### Task description
Locate each line in the rows below that contains the word "background" and copy it out. Treat uppercase and lowercase as different.

[Dataset records on object locations]
-- Begin --

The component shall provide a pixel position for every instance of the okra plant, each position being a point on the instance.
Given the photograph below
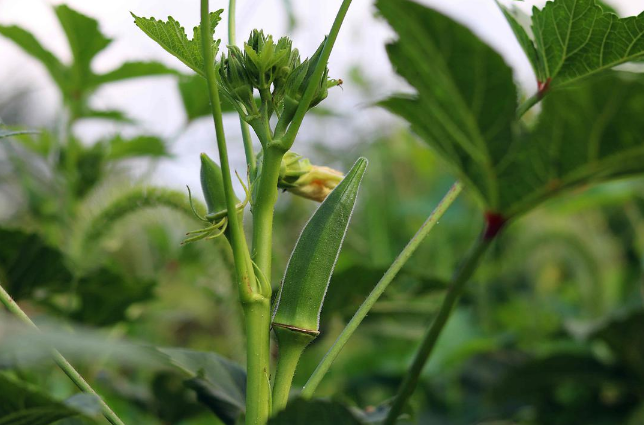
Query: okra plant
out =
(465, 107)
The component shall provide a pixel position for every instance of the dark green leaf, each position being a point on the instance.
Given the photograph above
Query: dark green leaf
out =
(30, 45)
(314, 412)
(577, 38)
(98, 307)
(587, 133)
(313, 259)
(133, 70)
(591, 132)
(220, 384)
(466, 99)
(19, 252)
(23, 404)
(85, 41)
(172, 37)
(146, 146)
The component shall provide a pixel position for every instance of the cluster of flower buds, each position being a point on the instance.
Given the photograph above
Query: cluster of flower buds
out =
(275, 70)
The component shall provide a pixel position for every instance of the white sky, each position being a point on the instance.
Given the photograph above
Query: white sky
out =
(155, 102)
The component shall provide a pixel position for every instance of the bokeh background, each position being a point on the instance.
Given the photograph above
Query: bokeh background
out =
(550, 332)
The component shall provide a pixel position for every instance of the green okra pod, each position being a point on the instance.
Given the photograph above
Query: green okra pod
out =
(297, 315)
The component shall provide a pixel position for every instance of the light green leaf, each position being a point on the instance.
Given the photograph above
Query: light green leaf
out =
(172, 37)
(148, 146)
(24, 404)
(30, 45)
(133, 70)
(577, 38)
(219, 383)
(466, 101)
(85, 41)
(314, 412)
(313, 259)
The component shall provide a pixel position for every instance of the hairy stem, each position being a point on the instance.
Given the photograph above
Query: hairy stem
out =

-- End --
-- Begin --

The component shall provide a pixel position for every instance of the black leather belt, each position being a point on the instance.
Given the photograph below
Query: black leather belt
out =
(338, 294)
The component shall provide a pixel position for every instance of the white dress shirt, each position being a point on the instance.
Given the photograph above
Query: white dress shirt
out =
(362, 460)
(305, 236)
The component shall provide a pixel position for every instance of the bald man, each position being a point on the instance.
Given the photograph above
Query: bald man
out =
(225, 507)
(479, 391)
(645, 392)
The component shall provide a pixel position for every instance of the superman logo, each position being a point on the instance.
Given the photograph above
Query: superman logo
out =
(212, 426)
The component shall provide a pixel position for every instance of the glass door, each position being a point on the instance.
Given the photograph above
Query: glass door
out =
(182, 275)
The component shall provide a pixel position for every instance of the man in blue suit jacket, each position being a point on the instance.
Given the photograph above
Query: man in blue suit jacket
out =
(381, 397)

-- End --

### Solution for this task
The component shall provide a pixel position for every instance of the bokeh background, each position being a point on the instance.
Query: bokeh background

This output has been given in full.